→ LIST OF TASKS
1. Using the First Light Readings text, explain what the term "First Light" refers to and why the festival carries that name.
2. Decide whether each statement agrees with the First Light Readings text, answering yes or no and quoting the deciding words of the text: (a) The EST/Sloan Project has been running for fifteen years. (b) The EST/Sloan Playwrights Panel takes place on Thursday, February 28. (c) Life On Paper is described as a romantic comedy.
3. Write out everything in the First Light Readings text from "Tuesday, March 5" down to "Theissen (LENIN'S EMBALMERS)".

→ TEXT BLOCK
------------------------------------------------------------------------

First Light Readings

Presented by the Ensemble Studio Theatre and the Alfred P. Sloan Foundation

When a new telescope focused on the heavens becomes operational, the initial images it sees are called First Light. For fifteen years, the EST/Sloan Project has led a pioneering nationwide effort to commission, develop and present hundreds of new plays that challenge and broaden the view of science in the popular imagination. Each play's life onstage begins with the First Light festival. Join us for this year's discoveries.


EST/Sloan Playwrights Panel

Tuesday, March 5 @ 7pm

The EST/Sloan Project has spent 15 years developing new plays on science, technology, engineering and economics. At this panel, EST/Sloan writers will discuss the challenge of creating theatre about science, and the different ways they have met that challenge.

Participants will include EST/Sloan Mainstage Playwrights:

Lucas Hnath (ISAAC'S EYE)
Deborah Zoe Laufer (END DAYS)
Patrick Link (HEADSTRONG)
Anna Zeigler (PHOTOGRAPH 51)
Vern Theissen (LENIN'S EMBALMERS)


Informed Consent
by Deborah Zoe Laufer

Thursday, February 28 @ 7pm

A genetic anthropologist studying the DNA of the Havasupi Tribe violates her trust with the tribe to expand the scope of her research. Based on true events surrounding the court case between the Havasupi and Arizona State University.

Directed by Lisa Peterson* with Rebecca Henderson, Roscoe Orman, Tanis Parenteau, Brian Quijada & Socorro Santiago.


Life On Paper
by Kenneth Lin

Friday, February 8

An economist is tasked by an insurance company to calculate the monetary value of people’s lives. A romantic comedy about how we measure what we’re worth.


Danny's Brain
by Joe Gilford*

Monday, February 11

When her teenage son is offered a football scholarship, a neuroscientist grapples with the implications of chronic traumatic encephalopathy research and the game she’s raised him to love.

Directed by Mark Armstrong* with Denny Bess*, Tim Cain*, Helen Coxe*, Bjorn duPaty*, David Gelles*, Sam Gilroy, Patricia McCall, & Stephen Stout.


Dark Matter
by August Schulenburg

Tuesday, February 12

Maxine Clerk is a physicist chasing after the mysterious dark matter and energy that make up 95% of our known universe. As a rival colleague undermines her efforts, her personal life also begins to unravel. Facing the illness of her daughter and father, the distance of her lover and mentor, and the dangers of her own darkness, Maxine’s struggle to understand the universe becomes a matter of personal survival.

------------------------------------------------------------------------

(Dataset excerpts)
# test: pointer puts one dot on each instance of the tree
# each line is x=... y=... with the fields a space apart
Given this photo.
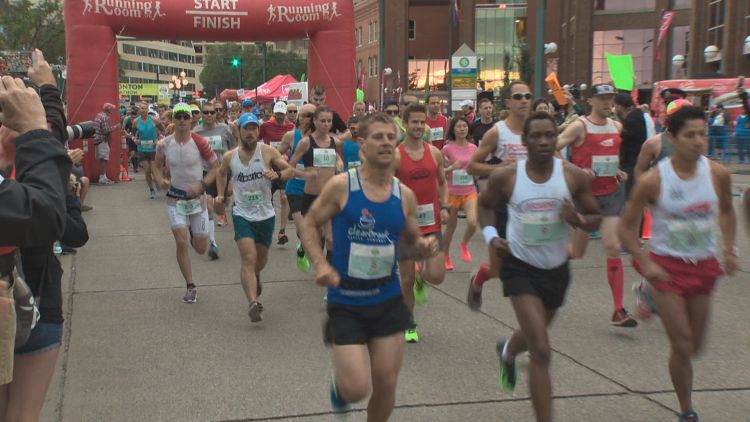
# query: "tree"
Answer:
x=219 y=73
x=25 y=25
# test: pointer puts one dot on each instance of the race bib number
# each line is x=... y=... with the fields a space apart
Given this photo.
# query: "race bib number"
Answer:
x=542 y=228
x=462 y=178
x=437 y=134
x=189 y=207
x=216 y=143
x=370 y=262
x=252 y=199
x=324 y=157
x=605 y=165
x=689 y=236
x=425 y=215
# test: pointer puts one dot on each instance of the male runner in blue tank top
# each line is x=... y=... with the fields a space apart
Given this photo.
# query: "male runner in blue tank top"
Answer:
x=539 y=193
x=373 y=216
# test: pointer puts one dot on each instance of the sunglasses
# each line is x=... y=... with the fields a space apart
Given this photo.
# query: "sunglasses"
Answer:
x=521 y=96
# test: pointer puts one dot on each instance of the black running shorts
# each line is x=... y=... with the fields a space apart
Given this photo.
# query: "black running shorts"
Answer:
x=520 y=278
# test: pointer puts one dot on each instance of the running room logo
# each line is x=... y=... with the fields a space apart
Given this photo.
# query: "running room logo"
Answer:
x=310 y=13
x=149 y=9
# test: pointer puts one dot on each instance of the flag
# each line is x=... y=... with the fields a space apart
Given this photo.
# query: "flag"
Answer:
x=455 y=13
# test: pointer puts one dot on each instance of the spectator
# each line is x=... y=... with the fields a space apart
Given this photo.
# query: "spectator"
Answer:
x=102 y=138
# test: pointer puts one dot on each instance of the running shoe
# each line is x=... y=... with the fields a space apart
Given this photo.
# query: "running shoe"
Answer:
x=465 y=254
x=254 y=311
x=688 y=417
x=213 y=251
x=507 y=372
x=411 y=336
x=283 y=239
x=420 y=290
x=303 y=263
x=474 y=295
x=448 y=263
x=622 y=318
x=337 y=403
x=191 y=296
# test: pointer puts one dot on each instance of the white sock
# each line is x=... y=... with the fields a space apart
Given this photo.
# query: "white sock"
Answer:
x=211 y=231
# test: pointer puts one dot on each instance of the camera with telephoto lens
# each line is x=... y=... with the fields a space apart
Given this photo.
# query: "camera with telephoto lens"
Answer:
x=83 y=130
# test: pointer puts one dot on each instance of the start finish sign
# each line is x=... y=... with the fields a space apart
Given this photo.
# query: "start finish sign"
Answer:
x=142 y=89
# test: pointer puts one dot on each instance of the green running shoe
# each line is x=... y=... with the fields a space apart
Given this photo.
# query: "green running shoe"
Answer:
x=507 y=373
x=420 y=290
x=411 y=336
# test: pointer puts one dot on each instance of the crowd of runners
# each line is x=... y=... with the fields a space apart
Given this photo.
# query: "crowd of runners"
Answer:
x=375 y=201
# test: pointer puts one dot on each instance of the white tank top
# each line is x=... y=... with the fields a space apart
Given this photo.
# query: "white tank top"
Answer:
x=684 y=217
x=509 y=144
x=537 y=234
x=252 y=191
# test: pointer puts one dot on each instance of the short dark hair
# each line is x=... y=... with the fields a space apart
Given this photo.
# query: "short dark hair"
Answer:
x=452 y=128
x=537 y=115
x=414 y=108
x=677 y=120
x=379 y=117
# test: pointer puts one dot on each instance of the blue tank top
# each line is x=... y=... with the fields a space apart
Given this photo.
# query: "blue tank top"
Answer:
x=350 y=153
x=366 y=236
x=296 y=186
x=146 y=134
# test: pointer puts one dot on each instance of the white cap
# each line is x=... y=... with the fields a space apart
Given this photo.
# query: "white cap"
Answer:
x=279 y=107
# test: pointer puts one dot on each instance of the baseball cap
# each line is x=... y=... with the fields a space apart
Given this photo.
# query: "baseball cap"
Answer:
x=247 y=118
x=181 y=108
x=601 y=89
x=279 y=107
x=676 y=105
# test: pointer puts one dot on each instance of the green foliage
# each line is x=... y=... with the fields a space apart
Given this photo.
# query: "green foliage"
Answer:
x=25 y=25
x=221 y=72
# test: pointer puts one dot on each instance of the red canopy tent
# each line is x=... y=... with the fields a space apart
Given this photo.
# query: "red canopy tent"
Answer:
x=276 y=88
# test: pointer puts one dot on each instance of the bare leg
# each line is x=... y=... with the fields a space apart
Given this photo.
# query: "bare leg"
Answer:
x=386 y=355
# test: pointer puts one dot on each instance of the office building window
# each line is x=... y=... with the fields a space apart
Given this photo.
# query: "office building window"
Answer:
x=637 y=42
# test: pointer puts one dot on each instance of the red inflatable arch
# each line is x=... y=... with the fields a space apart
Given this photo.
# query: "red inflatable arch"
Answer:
x=91 y=26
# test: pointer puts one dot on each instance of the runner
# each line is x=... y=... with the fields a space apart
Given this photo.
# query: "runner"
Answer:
x=295 y=188
x=462 y=193
x=373 y=216
x=220 y=139
x=436 y=121
x=317 y=152
x=687 y=193
x=184 y=153
x=503 y=144
x=271 y=132
x=253 y=214
x=594 y=142
x=420 y=167
x=539 y=193
x=146 y=136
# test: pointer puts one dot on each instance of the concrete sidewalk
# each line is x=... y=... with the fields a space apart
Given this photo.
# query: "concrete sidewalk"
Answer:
x=134 y=352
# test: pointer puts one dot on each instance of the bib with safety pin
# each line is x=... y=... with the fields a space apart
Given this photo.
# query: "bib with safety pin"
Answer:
x=252 y=199
x=324 y=157
x=425 y=215
x=541 y=228
x=370 y=262
x=462 y=178
x=605 y=165
x=189 y=207
x=689 y=236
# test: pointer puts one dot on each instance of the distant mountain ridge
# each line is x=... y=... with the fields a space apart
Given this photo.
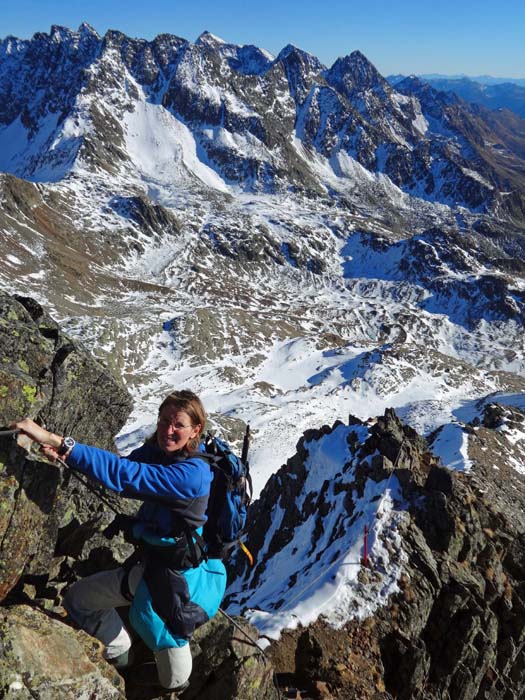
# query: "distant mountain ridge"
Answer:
x=302 y=241
x=492 y=93
x=66 y=98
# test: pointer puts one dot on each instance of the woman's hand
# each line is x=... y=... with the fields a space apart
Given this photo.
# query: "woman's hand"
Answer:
x=49 y=441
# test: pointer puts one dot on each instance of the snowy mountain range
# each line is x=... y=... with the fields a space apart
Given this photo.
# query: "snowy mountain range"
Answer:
x=295 y=242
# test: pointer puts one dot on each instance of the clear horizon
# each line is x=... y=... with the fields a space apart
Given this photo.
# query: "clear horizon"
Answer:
x=470 y=38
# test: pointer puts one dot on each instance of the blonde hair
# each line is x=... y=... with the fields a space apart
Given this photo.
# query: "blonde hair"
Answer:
x=187 y=401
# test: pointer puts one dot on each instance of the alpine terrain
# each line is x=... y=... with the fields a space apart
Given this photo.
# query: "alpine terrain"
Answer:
x=303 y=246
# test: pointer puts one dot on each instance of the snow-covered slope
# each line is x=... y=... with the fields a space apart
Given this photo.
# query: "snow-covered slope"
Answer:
x=296 y=243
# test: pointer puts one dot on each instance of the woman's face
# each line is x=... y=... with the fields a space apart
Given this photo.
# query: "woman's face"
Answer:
x=174 y=429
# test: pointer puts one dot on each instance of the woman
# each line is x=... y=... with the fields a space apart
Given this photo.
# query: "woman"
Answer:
x=170 y=587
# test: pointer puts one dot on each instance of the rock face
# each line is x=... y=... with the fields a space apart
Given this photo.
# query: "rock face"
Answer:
x=44 y=659
x=50 y=532
x=46 y=376
x=456 y=626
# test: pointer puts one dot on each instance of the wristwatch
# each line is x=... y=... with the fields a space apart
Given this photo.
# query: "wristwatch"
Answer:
x=67 y=444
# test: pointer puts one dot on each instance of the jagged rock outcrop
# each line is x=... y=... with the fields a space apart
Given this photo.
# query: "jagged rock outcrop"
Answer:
x=43 y=659
x=456 y=627
x=51 y=532
x=46 y=376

------------------------------------------------------------------------

→ SOLUTIONS BELOW
1. "First Light" names the initial images a new telescope focused on the heavens sees when it becomes operational. The festival takes the name because each EST/Sloan play's life onstage begins with it.

2.
(a) Yes: "For fifteen years, the EST/Sloan Project has led a pioneering nationwide effort"
(b) No: "Tuesday, March 5 @ 7pm"
(c) Yes: "A romantic comedy about how we measure what we’re worth."

3.
Tuesday, March 5 @ 7pm

The EST/Sloan Project has spent 15 years developing new plays on science, technology, engineering and economics. At this panel, EST/Sloan writers will discuss the challenge of creating theatre about science, and the different ways they have met that challenge.

Participants will include EST/Sloan Mainstage Playwrights:

Lucas Hnath (ISAAC'S EYE)
Deborah Zoe Laufer (END DAYS)
Patrick Link (HEADSTRONG)
Anna Zeigler (PHOTOGRAPH 51)
Vern Theissen (LENIN'S EMBALMERS)